# Polynomial-Time Proactive Synthesis of Tree-to-String Functions from   Examples

**Authors:** Mika\"el Mayer, Jad Hamza, Viktor Kuncak

arXiv: 1701.04288 · 2017-05-25

## TL;DR

This paper presents a polynomial-time algorithm for synthesizing recursive tree-to-string functions from examples, with applications in pretty printing and serialization, addressing both user-provided and actively queried input/output data.

## Contribution

It introduces a complete algorithm for learning tree-to-string transducers from examples, including an active learning approach that minimizes user input queries.
------------------------------------------------------------
REQUIREMENTS: Reproduce the part of the tree-to-string synthesis summary that opens with the words containing "This paper presents" and closes with "user input queries.", substituting "code formatting" for "pretty printing".
------------------------------------------------------------
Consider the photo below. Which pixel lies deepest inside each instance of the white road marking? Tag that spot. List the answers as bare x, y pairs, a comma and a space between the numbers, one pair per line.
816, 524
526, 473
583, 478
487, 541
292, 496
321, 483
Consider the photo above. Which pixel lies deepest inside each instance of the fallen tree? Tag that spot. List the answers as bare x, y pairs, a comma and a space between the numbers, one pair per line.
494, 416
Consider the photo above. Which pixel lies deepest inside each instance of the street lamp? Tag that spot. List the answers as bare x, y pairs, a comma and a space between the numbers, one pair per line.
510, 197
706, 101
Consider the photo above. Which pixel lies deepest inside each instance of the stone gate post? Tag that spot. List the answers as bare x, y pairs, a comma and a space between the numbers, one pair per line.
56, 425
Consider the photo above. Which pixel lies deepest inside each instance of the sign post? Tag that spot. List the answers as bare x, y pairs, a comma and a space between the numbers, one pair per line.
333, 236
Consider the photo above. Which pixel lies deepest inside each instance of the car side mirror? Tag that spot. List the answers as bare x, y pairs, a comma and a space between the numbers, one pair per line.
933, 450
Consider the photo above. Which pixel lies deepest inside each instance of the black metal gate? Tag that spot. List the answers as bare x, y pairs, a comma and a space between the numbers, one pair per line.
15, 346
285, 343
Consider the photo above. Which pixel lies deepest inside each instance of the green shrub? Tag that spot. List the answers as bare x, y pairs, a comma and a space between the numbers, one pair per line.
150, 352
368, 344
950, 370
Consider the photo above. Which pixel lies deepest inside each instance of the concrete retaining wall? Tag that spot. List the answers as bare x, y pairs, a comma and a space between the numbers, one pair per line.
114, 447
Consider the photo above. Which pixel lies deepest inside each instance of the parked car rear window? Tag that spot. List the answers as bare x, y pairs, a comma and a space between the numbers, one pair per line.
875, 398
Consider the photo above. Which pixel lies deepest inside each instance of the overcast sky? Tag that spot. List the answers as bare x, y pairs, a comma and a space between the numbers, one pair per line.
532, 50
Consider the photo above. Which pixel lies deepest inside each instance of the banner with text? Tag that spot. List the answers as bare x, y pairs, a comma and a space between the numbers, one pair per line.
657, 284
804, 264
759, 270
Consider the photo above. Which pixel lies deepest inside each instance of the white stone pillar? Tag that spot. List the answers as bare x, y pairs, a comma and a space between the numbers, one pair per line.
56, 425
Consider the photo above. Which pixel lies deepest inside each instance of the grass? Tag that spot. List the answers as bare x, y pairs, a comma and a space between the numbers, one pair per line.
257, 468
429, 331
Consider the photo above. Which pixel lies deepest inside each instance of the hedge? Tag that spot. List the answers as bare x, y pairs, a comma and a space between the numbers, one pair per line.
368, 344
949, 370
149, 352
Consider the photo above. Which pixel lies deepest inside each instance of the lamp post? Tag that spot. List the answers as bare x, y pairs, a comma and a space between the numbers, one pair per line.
------------------------------------------------------------
OUTPUT BELOW:
This paper presents a polynomial-time algorithm for synthesizing recursive tree-to-string functions from examples, with applications in code formatting and serialization, addressing both user-provided and actively queried input/output data.

## Contribution

It introduces a complete algorithm for learning tree-to-string transducers from examples, including an active learning approach that minimizes user input queries.